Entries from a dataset
+ + + + + + +
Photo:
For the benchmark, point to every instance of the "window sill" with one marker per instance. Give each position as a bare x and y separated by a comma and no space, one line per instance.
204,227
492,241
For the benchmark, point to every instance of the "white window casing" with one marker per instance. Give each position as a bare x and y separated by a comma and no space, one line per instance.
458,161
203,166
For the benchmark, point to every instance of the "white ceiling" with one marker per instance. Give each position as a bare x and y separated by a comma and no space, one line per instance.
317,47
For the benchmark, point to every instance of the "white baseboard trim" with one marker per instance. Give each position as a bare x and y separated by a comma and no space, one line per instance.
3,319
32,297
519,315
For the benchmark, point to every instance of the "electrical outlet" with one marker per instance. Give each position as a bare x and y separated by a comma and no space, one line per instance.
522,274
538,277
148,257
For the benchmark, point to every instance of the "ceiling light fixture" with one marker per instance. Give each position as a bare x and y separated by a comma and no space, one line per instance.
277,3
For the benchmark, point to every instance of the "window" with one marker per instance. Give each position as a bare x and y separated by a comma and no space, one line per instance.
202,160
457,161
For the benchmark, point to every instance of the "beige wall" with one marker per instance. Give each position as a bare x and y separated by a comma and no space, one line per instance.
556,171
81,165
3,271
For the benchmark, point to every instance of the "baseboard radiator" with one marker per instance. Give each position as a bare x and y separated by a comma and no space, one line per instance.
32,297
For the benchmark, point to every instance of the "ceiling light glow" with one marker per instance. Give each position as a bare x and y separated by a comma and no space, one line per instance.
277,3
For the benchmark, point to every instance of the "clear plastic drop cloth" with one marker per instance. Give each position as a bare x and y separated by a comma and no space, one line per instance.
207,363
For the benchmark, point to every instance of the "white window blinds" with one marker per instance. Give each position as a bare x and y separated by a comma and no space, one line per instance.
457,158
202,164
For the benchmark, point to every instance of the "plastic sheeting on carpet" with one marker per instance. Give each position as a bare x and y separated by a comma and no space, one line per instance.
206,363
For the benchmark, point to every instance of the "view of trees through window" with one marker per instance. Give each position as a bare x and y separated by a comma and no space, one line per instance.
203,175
+ + + + + + +
The exercise> Turn every line of the material above into a numbered list, skipping any blank lines.

Response>
1. Photo:
2. For the benchmark, point to every instance of the "window sill" with one marker per instance. Give each position as a bare x and y separated by a comma and no space, one line per instance.
3. 204,227
4. 492,241
5. For the benchmark, point to every instance of the "white window casing" with one marker per instance. Give each position as a bare x and y separated by a comma and no space, one line per instance.
6. 458,161
7. 203,166
8. For the benchmark, point to every instance of the "white ceiling" with one marker per instance. Give each position as a bare x and y separated by a comma and no space, one line per instance.
9. 317,47
10. For the benchmark, point to every instance of the "white baseboard trim" with one marker per instance. Give each position as a bare x and y separated by a comma and no space, one line per instance.
11. 3,319
12. 32,297
13. 519,315
14. For the benchmark, point to every instance of the "electrical outlet" with one marker per instance. Give each position as a bare x and y separated by a comma and no space, one line per instance.
15. 522,274
16. 538,277
17. 148,257
18. For the benchmark, point to every instance of the "ceiling light fixture" with one marker per instance. Give each position as a bare x and y separated by a comma and no space, one line per instance.
19. 277,3
20. For the benchmark, point to every instance of the "window" with one marker per instance. Give each position as a bare x and y separated by a comma and no space, one line per instance.
21. 202,160
22. 457,161
23. For the benchmark, point to every instance of the "beige wall" with one marker per instance. Give each position as a bare x and y separated by a comma and no space, one line per instance.
24. 556,171
25. 81,165
26. 3,271
27. For the benchmark, point to every instance of the "baseboard radiator" with one marker per instance. Give each position as a bare x and y separated by a comma and no space, one line per instance.
28. 32,297
29. For the benchmark, point to every instance of the "ceiling light glow" with one marker per instance. Give each position as a bare x and y separated by a comma and no space, one line per instance.
30. 277,3
31. For the benchmark, point to every instance of the "clear plastic drop cloth" with one marker per instance. Give each position as a bare x and y separated by a comma and no space, one line per instance.
32. 207,363
33. For the benchmark, point to every instance of the "white window blinds" with one marker per instance. Give each position as a bare x and y separated by a comma and no space, one line per instance.
34. 457,158
35. 202,164
36. For the benchmark, point to every instance of the "plastic sheeting on carpet" with one marker per instance. Give each position as a bare x and y separated by a comma and no space, one line per instance.
37. 206,363
38. For the benchmark, point to every instance of the "view of trees through window" with one marker per instance. Give each position as a bare x and y separated by a comma and no space, one line per instance.
39. 203,175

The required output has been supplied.